PROBLEMS TO SOLVE
[a] In the LED driver forum post, condense the paragraph beginning "For current display" into a short list that keeps its main facts.
[b] According to the LED driver forum post, what circuit is the writer thinking of putting into the torch?
[c] Resume the LED driver forum post after its final sentence.

··· SUPPLIED PASSAGE

Becasue we want more!!!!!!! MOARRR!!!!!!

lol... Plus I like to have something that does more than just that... Its more cool, its more fancy, and you can actually use it for something if you manage to box it up neatly. Im thinking of putting a variable output circuit into my torch. if I get the KD driver to work. Think - Varapower.

For current display, I would just have a dedicated DMM, or have banana plug termination of the wires between the emitter and the driver, not as difficult when setup as a desktop led driver. Having 2 will be able to give you both voltage and current at the same time, and its cheaper than buying a display.. *ah the joys of mass production*

Ill experiment with the KD board some day and ill let you know how I go.

What I remember vaguely, I might be wrong, but the PT4105 chip also has in internal voltage reference... so if I can somehow get to that, I might be able to figure out a relatively simple adjustable low voltage cutoff (Edit: Not available, need an external voltage reference), and maybe incorporate (a more complicated) soft power switch... Im just thinking of how I can put this into a torch! An expensive, difficult to mod torch driver!! hahahaha

Did not bother to get a 2AA holder and want to get something to get me rid of AA dependancy.

······
··· EXTRACTED INFORMATION

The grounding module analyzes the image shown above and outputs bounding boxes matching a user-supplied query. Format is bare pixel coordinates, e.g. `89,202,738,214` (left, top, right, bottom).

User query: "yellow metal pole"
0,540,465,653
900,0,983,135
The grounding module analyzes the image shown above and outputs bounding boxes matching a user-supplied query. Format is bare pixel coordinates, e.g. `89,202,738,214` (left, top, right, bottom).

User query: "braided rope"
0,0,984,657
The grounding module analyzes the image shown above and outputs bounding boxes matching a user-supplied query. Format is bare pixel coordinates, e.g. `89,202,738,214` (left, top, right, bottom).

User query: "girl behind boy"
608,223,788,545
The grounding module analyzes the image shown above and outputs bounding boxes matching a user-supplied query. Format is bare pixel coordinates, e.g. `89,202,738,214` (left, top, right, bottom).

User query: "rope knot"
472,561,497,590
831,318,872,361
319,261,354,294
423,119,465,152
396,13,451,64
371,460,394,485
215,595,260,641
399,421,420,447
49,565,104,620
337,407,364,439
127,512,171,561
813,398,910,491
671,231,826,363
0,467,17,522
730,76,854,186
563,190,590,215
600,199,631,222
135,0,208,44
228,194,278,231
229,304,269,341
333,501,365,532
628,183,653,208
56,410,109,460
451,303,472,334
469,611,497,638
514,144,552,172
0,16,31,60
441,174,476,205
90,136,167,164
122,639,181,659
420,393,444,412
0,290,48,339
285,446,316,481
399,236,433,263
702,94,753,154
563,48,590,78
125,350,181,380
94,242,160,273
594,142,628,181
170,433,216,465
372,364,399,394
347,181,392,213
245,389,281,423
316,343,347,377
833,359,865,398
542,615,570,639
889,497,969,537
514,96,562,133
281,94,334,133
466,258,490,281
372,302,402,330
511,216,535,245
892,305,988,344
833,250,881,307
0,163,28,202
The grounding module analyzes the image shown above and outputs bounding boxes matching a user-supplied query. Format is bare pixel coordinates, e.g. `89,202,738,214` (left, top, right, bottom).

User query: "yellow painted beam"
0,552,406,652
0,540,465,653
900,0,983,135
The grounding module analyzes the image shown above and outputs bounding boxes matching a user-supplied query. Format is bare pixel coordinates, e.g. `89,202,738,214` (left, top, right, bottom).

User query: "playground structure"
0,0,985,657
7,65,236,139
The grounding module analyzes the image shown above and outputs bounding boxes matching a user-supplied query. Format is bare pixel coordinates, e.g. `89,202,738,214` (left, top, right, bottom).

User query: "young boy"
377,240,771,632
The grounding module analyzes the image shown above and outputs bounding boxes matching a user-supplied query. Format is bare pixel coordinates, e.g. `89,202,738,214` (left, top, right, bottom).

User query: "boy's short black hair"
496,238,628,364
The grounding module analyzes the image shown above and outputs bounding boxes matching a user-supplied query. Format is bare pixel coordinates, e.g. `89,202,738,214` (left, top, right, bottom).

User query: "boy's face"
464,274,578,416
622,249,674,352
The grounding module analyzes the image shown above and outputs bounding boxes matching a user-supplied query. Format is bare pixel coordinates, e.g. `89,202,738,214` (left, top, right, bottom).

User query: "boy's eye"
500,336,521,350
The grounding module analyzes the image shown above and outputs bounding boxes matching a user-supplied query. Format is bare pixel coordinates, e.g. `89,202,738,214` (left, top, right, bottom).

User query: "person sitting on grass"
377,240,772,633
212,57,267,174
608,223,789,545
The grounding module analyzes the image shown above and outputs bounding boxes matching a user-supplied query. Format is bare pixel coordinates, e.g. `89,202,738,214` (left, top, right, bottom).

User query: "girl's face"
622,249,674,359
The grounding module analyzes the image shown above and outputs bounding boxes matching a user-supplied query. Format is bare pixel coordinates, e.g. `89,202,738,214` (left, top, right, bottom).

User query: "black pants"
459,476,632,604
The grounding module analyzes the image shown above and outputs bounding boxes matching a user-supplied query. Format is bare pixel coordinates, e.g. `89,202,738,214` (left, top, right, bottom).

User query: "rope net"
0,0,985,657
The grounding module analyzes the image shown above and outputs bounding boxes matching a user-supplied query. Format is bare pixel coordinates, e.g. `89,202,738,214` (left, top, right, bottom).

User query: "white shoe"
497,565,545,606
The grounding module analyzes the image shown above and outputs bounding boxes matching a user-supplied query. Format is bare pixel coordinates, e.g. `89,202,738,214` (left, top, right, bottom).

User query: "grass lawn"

······

RESULTS OF THE TASKS
[a]
- For current display, use a dedicated DMM, or put banana plug terminations on the wires between the emitter and the driver.
- This is not difficult on a desktop LED driver.
- Two meters show voltage and current at the same time.
- Two meters cost less than buying a display.

[b] A variable output circuit, if the KD driver can be made to work.

[c]
Just destroyed one of my 4115 boards, and used another 4115 board while trying to unsolder the chip, and resolder it to lift the well attached pin. The 4115 will dim with a voltage divider, but its not giving a very controllable output at this stage. Im not happy with it, same goes for the AX2002. Doesnt work as a Simple dimmer... :(

So it looks like its only the 4105 at this stage that will dim nicely (give good results from basic components without getting too complicated)

Ive wired up my 4105 board (locally bought) with a 100k resistor and a 10K log pot, and ive got a variable output current from 720mA down to something my DMM cant measure, below 0.1mA. Brightness ramping is very smooth, and easy to control, with No visible flicker, and No visible PWM (that I can see so far, I cant really shake around an LED on a heatsink with wires everywhere)

Im going to order the board from KD and see how it goes.

Heres a pic of the led on min brightness, taken with my phone = CRAP photo.

The blue thing is a 8x2 trit, and the yellow ones are 5x1.5mm trits. It goes nice and low, great for visually checking the quality of the emitting surface for defects. Ill have to get a better camera in the mean time.